Open Source Data Lineage: Top 5 Tools for 2024

Updated October 25th, 2024

Share this article

Open source data lineage tools enable tracking and visualization of data flow across systems, improving transparency, compliance, and troubleshooting.
Discover Atlan’s Data Lineage Capabilities – Start Tour

Quick answer:

Pressed for time? Here’s a list of open source data lineage tools and a summary of what to expect from the article:

Tokern, Egeria, Pachyderm, OpenLineage, and TrueDat are 5 open source data lineage tools popular among data practitioners.
In this article, we provide a brief overview of each tool with curated reading resources for more detailed research. There are also links to some sandbox environments for hands-on experience.

Data lineage tools help you track your data’s changes at every step. Data, as captured from the source, isn’t of much use until it goes through a series of data engineering processes like cleaning, wrangling, integration, remodeling, etc. To get the most value from your data, you need to keep track of its origins and lifecycle.

This article lists five best open-source data lineage tools after considering a range of features, integration capabilities, and ease of use. We’ve added some special mentions for some up-and-coming tools at the end of the article.

5 Popular open source data lineage tools #

Tokern
Egeria
Pachyderm
OpenLineage
TrueDat

Table of contents #

Popular open source data lineage tools
What is a data lineage tool?
Tokern
Egeria
Pachyderm
OpenLineage
TrueDat
Special Mentions
How Atlan Benefits Customers with Data Lineage
How to pick the right data lineage tool?
FAQ on Open source data linege tools
Related reads

What is a data lineage tool? #

Data lineage tools help you track your data’s changes at every step. Data, as captured from the source, isn’t of much use until it goes through a series of data engineering processes like cleaning, wrangling, integration, remodeling, etc. To get the most value from your data, you need to keep track of its origins and lifecycle.

Is Open Source really free? Estimate the cost of deploying an open-source data catalog 👉 Download Free Calculator

These tools need to integrate with your current data stack, which might contain a range of databases, data warehouses, data lakes, ML pipelines, and BI tools to get the lineage data. Getting a consistent view of the lineage is essential to understanding and using your data more efficiently, so it is imperative to identify the right data lineage tool.

Here we are particularly focusing on open-source data lineage tools that are currently popular with users.

1. Tokern #

Tokern Overview #

Tokern was built for cloud data warehouses and data lakes. It takes a specialized approach that enables you to get column-level data lineage from your databases and data warehouses hosted on Google BigQuery, AWS Redshift, and Snowflake. More sources like SparkSQL, AWS Athena, and Presto are in the works.

Tokern has appreciable integration capabilities, as it works well with most open-source data catalogs and ETL frameworks.

Tokern data lineage features #

Tokern was released not quite long ago, and it considers the latest data engineering and design patterns. One such example is that, in addition to building data lineage from dbcat (the data catalog), Tokern also enables you to build data lineage from your query history or ETL scripts, which makes it ideal for BI and ETL tool integration.

DATASET EXTRACT:

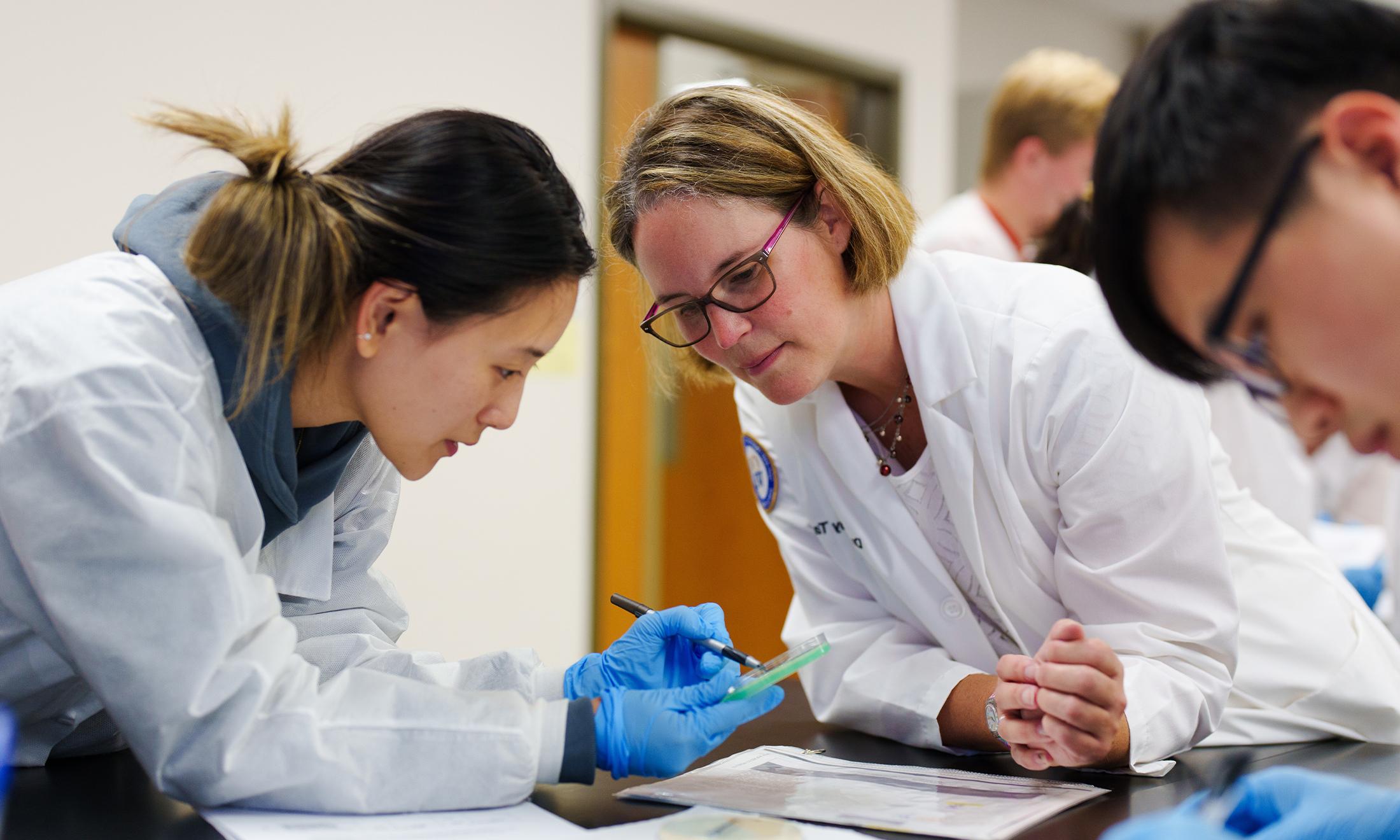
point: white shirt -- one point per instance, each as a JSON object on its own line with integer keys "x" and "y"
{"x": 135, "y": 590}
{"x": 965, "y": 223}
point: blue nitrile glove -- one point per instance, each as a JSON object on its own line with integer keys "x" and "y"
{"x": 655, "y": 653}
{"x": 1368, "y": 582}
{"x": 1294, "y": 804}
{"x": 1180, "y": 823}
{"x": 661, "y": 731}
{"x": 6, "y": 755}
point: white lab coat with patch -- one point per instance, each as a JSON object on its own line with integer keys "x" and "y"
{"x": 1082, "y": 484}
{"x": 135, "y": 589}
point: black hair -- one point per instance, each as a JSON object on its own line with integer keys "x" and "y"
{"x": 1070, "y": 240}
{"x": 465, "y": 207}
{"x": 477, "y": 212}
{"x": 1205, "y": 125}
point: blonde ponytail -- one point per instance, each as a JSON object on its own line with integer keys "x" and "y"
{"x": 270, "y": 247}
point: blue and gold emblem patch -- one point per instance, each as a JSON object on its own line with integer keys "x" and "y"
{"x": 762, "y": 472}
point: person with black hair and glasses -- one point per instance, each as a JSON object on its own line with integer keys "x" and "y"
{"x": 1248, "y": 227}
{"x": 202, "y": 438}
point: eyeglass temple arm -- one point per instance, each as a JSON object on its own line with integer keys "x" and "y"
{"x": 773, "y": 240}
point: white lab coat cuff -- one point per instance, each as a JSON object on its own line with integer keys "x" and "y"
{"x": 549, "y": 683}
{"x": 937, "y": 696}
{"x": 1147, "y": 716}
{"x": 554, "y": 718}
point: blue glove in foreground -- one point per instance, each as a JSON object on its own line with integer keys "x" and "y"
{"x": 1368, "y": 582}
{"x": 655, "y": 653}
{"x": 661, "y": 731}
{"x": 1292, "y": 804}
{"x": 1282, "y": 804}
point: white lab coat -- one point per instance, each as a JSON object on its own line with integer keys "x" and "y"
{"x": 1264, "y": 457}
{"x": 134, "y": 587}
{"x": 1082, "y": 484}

AIM 1:
According to the lineage tools article, which hosted platforms can Tokern pull column-level lineage from?
AIM 2:
Carry the lineage tools article forward from its final sentence.
The data above has no connection to the lineage tools article.

EXERCISE RESULT 1:
Google BigQuery, AWS Redshift, and Snowflake.

EXERCISE RESULT 2:
Tokern stores the data catalog and the lineage in a PostgreSQL database. You can access this database for further analysis using SQL or feed it into other visualization and analysis engines.

Kedro-Viz, a visualization engine, and a network-graph analysis library called NetworkX are behind Tokern’s fantastic visualization and analysis capabilities. These libraries help you “track, visualize, and analyze column-level lineage data”. You can also use Tokern’s SDKs or APIs to interact with the lineage data.

In addition to the best-in-class data lineage capabilities, Tokern also offers PII (Personally Identifiable Information) and PHI (Personal Health Information) detection using PIICatcher. This built-in tool utilizes a combination of regular expressions and a couple of standard NLP libraries for PII detection, such as Spacy and Stanford NER.

Tokern Resources #

Documentation | Discord | Blog | GitHub | Tokern data lineage

2. Egeria #

Egeria Overview #

Egeria was dubbed the “world’s first open-source metadata standard”. It offers a way to seamlessly integrate your data engineering tools to get a reliable and consistent view of your metadata. In addition to cataloging and searching the metadata, this standard allows you to build more advanced solutions for data lineage tracing, data quality checks, PII identification, etc.

Many data engineering architectures involve a lot of avoidable chatter between various data tools. Egeria stays away from that and instead works on a hub-and-spoke model where everything passes through Egeria. That way, you only have to converse with one tool.

Egeria data lineage features #

Data lineage in Egeria utilizes the well-known open standard for capturing and storing data lineage called OpenLineage. OpenLineage also enables you to have a more in-depth understanding of your data by offering to track both horizontal and vertical lineages for your data.

Egeria listens to Kafka events emitted by the source systems to capture data lineage information. Once this is done, lineage stewards can match and link the lineage graphs, which Egeria couldn’t do. After that, the lineage is all good for business consumption.

The data lineage feature in Egeria sits well with the features such as data discovery and stewardship, metadata provenance, and more. The features mentioned above and Egeria’s lineage design and architecture make it a pretty compelling and well-thought-through data governance and data lineage tool.

Egeria Resources #

Documentation | Medium | Slack | GitHub | Egeria data governance

3. Pachyderm #

Pachyderm Overview #

Like Tokern, Pachyderm is another specialized data lineage tool. Rather than concentrating on cloud data warehouses, Pachyderm aims to enable developers to build machine learning pipelines in a language and framework-agnostic manner.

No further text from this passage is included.